• DIRECTIVE: Rewrite each line of the records below as a JSON list of strings, with one string per line and any blank lines left out.

-*-*-

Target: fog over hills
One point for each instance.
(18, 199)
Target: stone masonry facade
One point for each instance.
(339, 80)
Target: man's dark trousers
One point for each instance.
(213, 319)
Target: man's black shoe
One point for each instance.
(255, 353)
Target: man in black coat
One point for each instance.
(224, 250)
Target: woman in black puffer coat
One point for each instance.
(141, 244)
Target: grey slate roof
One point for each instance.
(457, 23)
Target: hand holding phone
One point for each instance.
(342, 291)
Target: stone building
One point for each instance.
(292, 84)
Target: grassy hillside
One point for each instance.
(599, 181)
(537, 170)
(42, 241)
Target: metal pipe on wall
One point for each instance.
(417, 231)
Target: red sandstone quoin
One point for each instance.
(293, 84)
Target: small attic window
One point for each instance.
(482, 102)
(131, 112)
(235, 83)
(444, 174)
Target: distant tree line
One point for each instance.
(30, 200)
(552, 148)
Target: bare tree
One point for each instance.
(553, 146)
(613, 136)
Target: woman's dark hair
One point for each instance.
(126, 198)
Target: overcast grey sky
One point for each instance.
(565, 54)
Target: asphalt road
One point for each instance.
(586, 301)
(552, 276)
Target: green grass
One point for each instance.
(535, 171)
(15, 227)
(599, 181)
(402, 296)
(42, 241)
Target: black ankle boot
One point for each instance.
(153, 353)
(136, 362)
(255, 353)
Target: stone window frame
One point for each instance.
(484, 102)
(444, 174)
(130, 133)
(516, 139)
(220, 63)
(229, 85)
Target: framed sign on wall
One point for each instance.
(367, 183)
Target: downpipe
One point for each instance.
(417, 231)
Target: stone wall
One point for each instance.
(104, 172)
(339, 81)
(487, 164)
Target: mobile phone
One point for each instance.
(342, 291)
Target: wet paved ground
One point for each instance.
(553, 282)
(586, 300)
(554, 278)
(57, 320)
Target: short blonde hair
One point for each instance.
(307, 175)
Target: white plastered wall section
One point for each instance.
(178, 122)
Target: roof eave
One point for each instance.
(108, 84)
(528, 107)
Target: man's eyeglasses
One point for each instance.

-*-*-

• CORRECT ANSWER:
[
  "Target: fog over hills",
  "One point for each instance.",
  "(18, 199)",
  "Target: stone masonry facade",
  "One point for each instance.",
  "(339, 80)",
  "Target: man's dark trousers",
  "One point for each instance.",
  "(213, 319)",
  "Target: man's black shoe",
  "One point for each instance.",
  "(255, 353)",
  "Target: man in black coat",
  "One point for each instance.",
  "(224, 250)",
  "Target: woman in black puffer coat",
  "One point for each instance.",
  "(141, 244)",
  "Target: grey slate roof",
  "One point for each instance.",
  "(457, 23)",
  "Target: hand holding phone",
  "One point for each instance.",
  "(342, 291)",
  "Target: stone building",
  "One point for each instance.",
  "(292, 84)",
  "Target: grassy hillside",
  "One point for each instance.",
  "(599, 181)",
  "(537, 170)",
  "(42, 241)",
  "Target: metal pipe on wall",
  "One point for each instance.",
  "(417, 231)",
  "Target: red sandstone quoin",
  "One point for each instance.",
  "(293, 84)",
  "Target: small attic window",
  "One point for each instance.",
  "(482, 102)",
  "(131, 112)",
  "(235, 83)",
  "(444, 174)",
  "Target: distant tree line",
  "One point for each instance.",
  "(30, 200)",
  "(552, 148)",
  "Target: bare tree",
  "One point for each instance.",
  "(553, 146)",
  "(613, 136)",
  "Target: woman's dark hair",
  "One point for each instance.",
  "(126, 198)",
  "Target: overcast grey sky",
  "One point for each instance.",
  "(565, 54)",
  "Target: asphalt road",
  "One point for each instance.",
  "(586, 301)",
  "(552, 276)",
  "Target: green grass",
  "One point for each instance.",
  "(535, 171)",
  "(15, 227)",
  "(599, 181)",
  "(402, 296)",
  "(42, 241)",
  "Target: black ankle boot",
  "One point for each instance.",
  "(153, 353)",
  "(136, 362)",
  "(255, 353)",
  "Target: stone window frame",
  "One point for each instance.",
  "(484, 102)",
  "(444, 174)",
  "(130, 133)",
  "(516, 139)",
  "(220, 63)",
  "(229, 85)",
  "Target: framed sign on wall",
  "One point for each instance.",
  "(367, 183)",
  "Target: downpipe",
  "One point for each instance.",
  "(417, 231)",
  "Target: stone wall",
  "One point for each instance.",
  "(104, 172)",
  "(339, 81)",
  "(487, 164)",
  "Target: mobile phone",
  "One point for each instance.",
  "(342, 291)",
  "Target: wet paved ground",
  "One point for each instance.",
  "(553, 282)",
  "(586, 300)",
  "(554, 278)",
  "(57, 320)",
  "Target: short blonde hair",
  "One point for each instance.",
  "(307, 175)",
  "Target: white plastered wall section",
  "One point for each instance.",
  "(178, 122)",
  "Target: roof eave",
  "One point for each instance.",
  "(108, 84)",
  "(528, 107)",
  "Target: man's eyeglasses",
  "One point for each instance."
]